## START Excerpted records
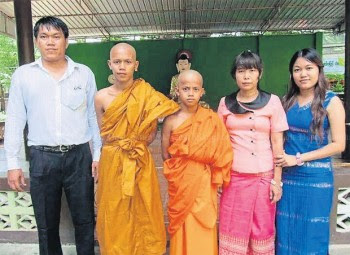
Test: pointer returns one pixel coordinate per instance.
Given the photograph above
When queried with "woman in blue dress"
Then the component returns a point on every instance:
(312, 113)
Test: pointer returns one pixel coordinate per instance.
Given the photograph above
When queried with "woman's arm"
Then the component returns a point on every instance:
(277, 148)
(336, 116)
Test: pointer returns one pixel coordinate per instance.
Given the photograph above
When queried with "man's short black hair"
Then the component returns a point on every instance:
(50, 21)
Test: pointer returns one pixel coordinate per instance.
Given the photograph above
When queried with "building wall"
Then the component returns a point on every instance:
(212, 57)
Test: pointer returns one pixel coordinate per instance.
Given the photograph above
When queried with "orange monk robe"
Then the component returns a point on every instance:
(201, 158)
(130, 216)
## END Excerpted records
## START Excerpted records
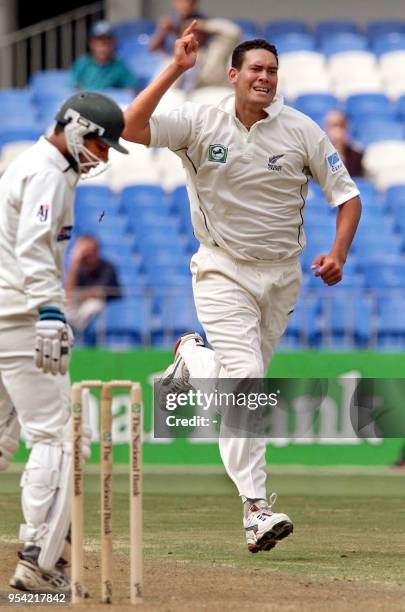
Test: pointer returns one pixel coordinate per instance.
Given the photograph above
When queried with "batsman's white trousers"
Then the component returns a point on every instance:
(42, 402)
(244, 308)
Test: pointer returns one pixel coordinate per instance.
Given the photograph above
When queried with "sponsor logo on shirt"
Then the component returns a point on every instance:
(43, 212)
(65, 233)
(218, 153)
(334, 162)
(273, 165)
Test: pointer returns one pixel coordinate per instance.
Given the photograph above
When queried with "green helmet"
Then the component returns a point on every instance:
## END Excerpted records
## START Excerpted records
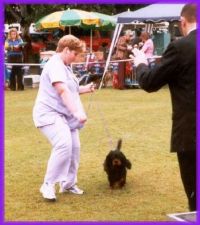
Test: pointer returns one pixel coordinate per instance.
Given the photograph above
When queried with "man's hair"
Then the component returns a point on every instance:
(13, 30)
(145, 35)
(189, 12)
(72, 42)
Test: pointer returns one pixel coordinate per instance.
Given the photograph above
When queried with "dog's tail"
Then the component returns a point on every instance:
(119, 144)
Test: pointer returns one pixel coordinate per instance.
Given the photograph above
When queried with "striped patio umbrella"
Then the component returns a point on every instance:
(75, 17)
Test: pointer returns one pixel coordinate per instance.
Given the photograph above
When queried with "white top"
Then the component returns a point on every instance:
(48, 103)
## END Excerpted records
> [Written request] Gather every line in the material above that contains the word "When" and list those lines in their original order.

> [Solved exercise]
When queried with "woman in blue dress"
When queried with "woman's arm"
When queried with "man's short black hair"
When queried with "building wall"
When queried with "orange monk robe"
When queried with "batsman's white trousers"
When queried with "sponsor logo on shirt"
When queried with "green helmet"
When queried with "man's hair"
When queried with "dog's tail"
When queried with "striped patio umbrella"
When queried with "white top"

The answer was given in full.